■ **Extracted text**:
****************
Salalah, Oman 4×4 Tour

MSC Lirica approaching Salalah

MSC Lirica glided into Salalah, Oman as the desert view gave way to giant cranes at the container port where the ship docked.  The ship’s thrusters thundered, moving it slowly sideways as the ship neared the dock – aided as always when coming into port by a tug.

4×4 car tour parked near Taqah

We came in on a Friday, which is the holy day in Islamic countries. Not much is likely to be open in town and we did not know about the possibility of local van tours so we booked an excursion through the ship called Wadi Off Road. We expected something that went through sandy expanses of nothingness to Bedouin type camps, but instead the tour took us mostly to developed places with pavement other than a trek through some desert roads that were made up of more rocks than sand. That bit did have some serious ups and downs over the hills, but nothing remote or exciting. We did not go anywhere that we needed 4-wheel drive to get to. You never know what sort of vehicle you will get for a 4×4 tour. We’ve had everything from jeeps to open-sided trucks to a jungle bus in the past. This time it was a fleet of nice new-looking 4×4 cars.
****************
Object detection data
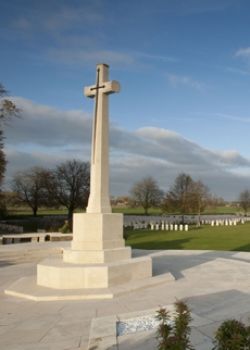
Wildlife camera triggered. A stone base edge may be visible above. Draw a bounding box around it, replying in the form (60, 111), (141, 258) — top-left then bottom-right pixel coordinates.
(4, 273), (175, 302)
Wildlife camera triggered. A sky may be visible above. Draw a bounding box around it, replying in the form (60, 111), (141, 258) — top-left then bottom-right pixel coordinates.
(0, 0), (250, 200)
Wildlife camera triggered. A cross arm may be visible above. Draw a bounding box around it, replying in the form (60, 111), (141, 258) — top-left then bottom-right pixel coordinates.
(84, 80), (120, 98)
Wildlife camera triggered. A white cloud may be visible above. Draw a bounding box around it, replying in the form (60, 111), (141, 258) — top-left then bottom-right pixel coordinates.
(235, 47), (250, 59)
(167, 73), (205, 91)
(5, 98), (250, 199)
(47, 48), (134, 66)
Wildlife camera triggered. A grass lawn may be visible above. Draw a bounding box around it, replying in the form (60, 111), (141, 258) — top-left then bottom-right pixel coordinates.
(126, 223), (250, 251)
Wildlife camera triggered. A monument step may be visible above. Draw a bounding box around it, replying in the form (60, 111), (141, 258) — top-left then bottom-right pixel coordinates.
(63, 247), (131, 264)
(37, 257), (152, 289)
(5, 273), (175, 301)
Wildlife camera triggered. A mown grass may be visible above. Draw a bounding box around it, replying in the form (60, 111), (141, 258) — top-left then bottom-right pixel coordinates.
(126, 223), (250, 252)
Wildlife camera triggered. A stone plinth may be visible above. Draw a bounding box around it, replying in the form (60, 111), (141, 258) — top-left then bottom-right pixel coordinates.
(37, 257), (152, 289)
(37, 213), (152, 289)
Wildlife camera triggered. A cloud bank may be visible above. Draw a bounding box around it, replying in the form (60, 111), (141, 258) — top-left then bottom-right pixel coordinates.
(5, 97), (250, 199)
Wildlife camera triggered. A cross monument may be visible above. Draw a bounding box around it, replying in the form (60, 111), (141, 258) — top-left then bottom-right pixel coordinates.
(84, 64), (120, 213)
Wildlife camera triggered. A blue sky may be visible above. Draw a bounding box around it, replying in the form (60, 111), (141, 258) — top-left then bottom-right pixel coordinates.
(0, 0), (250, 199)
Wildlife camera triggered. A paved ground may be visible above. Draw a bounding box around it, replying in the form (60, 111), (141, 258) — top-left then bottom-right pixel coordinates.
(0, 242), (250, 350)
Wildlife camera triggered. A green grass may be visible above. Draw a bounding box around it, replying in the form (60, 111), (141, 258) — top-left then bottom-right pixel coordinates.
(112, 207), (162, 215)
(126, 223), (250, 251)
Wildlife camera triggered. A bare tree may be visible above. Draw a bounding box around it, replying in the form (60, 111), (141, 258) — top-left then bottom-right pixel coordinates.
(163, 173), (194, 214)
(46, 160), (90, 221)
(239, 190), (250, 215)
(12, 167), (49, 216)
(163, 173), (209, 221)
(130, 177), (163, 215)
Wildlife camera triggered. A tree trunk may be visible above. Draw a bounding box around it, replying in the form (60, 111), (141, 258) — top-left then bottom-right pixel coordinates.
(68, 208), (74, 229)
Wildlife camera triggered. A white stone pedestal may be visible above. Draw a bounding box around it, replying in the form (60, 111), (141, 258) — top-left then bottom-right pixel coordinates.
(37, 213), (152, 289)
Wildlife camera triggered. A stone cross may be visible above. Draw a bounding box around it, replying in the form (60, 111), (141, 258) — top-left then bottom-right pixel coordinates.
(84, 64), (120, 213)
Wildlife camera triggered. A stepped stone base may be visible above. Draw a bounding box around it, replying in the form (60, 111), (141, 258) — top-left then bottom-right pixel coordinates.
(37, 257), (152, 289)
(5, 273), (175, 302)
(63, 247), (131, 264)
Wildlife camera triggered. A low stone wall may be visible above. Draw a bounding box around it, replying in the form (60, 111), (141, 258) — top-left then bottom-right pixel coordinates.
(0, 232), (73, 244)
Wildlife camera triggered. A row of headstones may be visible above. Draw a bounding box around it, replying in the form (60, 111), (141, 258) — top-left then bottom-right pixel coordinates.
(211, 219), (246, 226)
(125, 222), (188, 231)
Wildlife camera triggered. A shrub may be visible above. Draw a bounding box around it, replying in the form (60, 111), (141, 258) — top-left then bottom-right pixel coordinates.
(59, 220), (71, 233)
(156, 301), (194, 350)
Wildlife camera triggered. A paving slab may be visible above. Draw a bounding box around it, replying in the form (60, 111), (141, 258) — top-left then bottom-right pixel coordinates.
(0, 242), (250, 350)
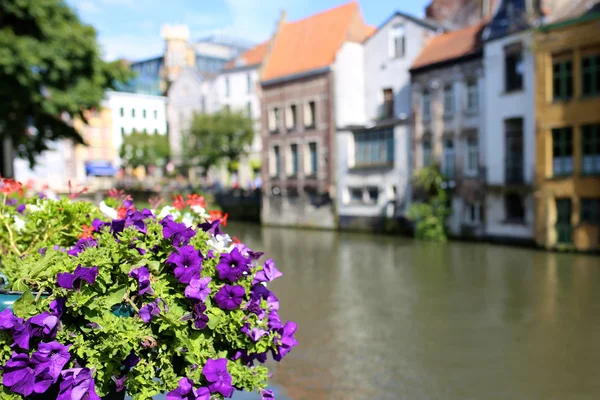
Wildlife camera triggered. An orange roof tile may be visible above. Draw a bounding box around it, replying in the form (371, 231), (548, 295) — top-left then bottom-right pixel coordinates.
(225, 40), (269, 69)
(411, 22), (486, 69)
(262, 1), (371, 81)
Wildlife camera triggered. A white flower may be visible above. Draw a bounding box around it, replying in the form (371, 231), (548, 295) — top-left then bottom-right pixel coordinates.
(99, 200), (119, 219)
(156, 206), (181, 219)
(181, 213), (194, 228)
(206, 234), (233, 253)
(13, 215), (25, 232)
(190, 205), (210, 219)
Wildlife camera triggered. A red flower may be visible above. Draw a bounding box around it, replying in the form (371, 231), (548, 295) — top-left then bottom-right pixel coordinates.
****************
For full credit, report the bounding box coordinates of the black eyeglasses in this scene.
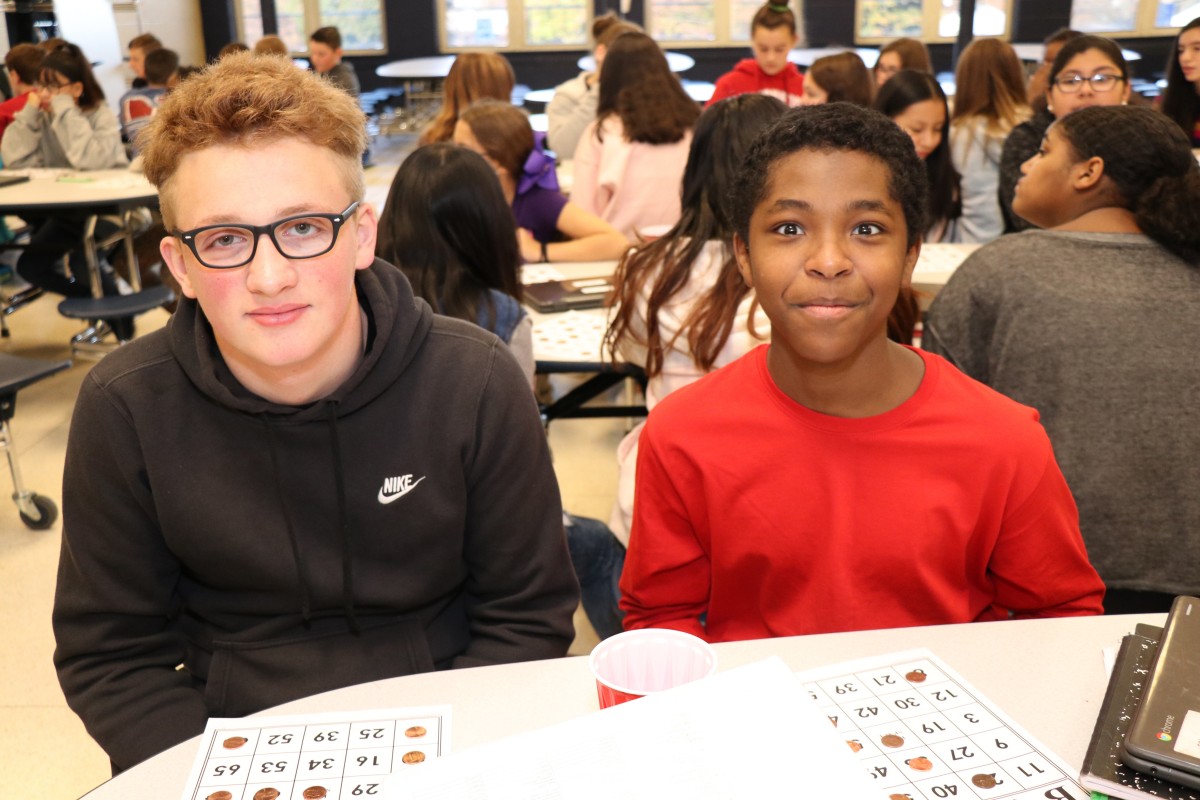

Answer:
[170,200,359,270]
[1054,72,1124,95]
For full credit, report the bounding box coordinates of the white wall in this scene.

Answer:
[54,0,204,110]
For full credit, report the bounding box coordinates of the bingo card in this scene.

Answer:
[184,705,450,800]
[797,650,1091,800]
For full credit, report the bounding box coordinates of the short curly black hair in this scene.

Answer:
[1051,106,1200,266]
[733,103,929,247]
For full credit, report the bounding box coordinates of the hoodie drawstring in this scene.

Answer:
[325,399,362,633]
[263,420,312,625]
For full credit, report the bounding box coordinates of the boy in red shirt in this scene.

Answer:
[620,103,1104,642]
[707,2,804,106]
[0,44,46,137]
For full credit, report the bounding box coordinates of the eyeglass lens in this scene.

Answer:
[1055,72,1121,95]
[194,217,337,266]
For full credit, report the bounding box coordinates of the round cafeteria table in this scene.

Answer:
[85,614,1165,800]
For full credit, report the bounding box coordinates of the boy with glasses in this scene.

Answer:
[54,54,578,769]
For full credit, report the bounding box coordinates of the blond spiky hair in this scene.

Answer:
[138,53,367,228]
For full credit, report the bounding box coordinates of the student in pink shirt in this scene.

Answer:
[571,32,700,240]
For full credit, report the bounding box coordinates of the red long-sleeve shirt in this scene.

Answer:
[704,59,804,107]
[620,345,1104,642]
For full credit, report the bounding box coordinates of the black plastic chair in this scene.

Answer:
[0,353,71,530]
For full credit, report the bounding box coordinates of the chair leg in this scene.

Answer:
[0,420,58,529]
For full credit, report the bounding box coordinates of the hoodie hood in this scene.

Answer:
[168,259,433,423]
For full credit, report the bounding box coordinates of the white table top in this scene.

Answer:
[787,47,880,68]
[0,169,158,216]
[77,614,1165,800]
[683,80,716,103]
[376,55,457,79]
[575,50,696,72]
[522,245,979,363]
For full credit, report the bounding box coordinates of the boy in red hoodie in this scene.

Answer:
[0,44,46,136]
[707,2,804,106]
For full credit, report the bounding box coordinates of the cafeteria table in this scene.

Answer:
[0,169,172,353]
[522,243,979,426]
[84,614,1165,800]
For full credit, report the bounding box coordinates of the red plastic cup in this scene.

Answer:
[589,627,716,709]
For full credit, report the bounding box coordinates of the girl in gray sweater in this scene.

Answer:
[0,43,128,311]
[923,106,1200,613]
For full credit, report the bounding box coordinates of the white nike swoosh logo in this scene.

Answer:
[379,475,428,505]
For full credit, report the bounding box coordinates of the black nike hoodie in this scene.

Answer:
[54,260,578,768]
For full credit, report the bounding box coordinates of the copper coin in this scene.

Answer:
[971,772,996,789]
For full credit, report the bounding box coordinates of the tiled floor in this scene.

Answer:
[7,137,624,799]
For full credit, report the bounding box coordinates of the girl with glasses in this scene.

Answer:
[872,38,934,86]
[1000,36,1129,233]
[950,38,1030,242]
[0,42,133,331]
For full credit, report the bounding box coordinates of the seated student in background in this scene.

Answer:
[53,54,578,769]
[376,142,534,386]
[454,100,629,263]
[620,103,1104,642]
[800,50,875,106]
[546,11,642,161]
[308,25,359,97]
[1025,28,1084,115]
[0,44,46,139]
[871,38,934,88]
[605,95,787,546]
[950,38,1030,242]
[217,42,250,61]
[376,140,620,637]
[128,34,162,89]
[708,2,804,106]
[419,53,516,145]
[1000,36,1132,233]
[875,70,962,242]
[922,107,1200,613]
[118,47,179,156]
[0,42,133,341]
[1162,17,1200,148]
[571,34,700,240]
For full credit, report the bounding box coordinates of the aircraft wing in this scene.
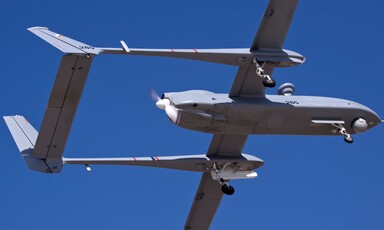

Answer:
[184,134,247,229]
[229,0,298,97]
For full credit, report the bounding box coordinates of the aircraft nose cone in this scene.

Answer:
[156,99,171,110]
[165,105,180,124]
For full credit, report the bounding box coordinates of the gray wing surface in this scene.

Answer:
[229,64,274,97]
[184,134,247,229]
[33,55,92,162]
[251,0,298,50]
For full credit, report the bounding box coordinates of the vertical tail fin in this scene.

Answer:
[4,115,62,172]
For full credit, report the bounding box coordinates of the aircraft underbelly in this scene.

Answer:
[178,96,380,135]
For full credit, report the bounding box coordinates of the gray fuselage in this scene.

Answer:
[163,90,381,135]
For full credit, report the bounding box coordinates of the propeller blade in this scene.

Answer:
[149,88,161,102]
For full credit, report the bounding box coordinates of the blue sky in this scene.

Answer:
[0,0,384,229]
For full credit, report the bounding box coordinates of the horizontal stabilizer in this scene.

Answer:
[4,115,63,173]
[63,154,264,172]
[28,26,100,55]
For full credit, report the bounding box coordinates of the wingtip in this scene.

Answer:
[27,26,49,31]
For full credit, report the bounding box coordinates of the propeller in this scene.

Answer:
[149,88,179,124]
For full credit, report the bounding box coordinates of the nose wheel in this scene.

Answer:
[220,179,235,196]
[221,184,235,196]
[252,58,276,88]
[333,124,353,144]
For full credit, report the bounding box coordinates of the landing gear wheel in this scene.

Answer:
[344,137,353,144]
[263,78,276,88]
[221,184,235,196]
****************
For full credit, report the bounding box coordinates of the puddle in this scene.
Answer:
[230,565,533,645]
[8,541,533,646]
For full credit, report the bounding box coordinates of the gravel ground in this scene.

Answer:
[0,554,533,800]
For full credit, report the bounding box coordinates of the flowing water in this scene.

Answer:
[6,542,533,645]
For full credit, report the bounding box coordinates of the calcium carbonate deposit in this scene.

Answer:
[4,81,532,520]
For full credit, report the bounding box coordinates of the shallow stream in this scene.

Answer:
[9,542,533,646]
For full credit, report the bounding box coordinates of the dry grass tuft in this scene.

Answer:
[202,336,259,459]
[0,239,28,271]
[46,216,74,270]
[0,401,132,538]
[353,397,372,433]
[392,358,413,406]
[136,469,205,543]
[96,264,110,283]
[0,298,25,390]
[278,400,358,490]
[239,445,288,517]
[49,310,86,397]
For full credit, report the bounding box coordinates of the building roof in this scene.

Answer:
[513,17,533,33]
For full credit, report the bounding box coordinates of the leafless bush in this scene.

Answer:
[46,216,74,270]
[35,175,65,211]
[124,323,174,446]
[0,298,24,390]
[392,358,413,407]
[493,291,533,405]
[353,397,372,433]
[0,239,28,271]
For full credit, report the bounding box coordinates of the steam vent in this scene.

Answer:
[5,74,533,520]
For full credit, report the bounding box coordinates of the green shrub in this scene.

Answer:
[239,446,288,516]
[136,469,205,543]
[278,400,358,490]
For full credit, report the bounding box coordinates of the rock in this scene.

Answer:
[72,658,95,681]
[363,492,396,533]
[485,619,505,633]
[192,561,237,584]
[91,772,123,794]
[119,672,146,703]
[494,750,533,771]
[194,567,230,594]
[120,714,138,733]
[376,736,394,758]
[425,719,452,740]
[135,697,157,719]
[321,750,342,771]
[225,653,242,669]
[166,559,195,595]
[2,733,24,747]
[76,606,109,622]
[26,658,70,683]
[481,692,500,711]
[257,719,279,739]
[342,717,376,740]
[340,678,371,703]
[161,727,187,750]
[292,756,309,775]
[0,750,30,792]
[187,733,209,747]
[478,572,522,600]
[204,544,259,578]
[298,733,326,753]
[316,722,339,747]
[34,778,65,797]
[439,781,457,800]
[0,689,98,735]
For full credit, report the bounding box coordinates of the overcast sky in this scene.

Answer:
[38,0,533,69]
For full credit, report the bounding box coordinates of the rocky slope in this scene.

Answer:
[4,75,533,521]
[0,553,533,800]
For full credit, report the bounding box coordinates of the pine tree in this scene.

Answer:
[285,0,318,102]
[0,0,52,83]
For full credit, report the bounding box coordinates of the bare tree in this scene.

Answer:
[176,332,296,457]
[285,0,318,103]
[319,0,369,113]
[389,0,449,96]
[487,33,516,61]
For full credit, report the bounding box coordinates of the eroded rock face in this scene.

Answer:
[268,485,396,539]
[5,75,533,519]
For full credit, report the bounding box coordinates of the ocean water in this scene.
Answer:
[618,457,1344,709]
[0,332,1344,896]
****************
■ **Exercise set**:
A – Do these statements agree with the Salalah 4×4 tour account? For each one, answer yes or no and quote the deciding words. (i) The ship arrived in Salalah on a Friday. (ii) The tour needed 4-wheel drive to reach its stops. (iii) The desert roads on the tour were mostly sand.
B – Which kinds of vehicles does the Salalah 4×4 tour account say the writers have ridden in on 4×4 tours, including this one?
C – Write the next part of the Salalah 4×4 tour account, starting after its final sentence.

■ **Answer set**:
A –
(i) Yes: "We came in on a Friday"
(ii) No: "We did not go anywhere that we needed 4-wheel drive to get to."
(iii) No: "desert roads that were made up of more rocks than sand"

B –
- jeeps
- open-sided trucks
- a jungle bus
- nice new-looking 4×4 cars

C –
view of Taqah

We first went to a seaside overlook near Taqah, with clifftop views of the town and the sea. There was a slight bit of off-roading to get to that one. Besides great views it had lots of giant dragonflies, but they were too fast to catch a photo of them. Not far from there our next stop brought us to a view across a bay to the walls around the ruins of an ancient castle said to be the home of the Queen of Sheba on the opposite cliff.

distant view of the palace of the Queen of Sheba

We could see people over there, but the viewpoint was the closest our tour got to it. We stood on a cliff high above the sea, the ruins equally high on the other side. In ancient times it was a bustling sea port. A sand bar now separates that bay from the open sea. Without access to the sea for ships it became a quiet place for birds to call home.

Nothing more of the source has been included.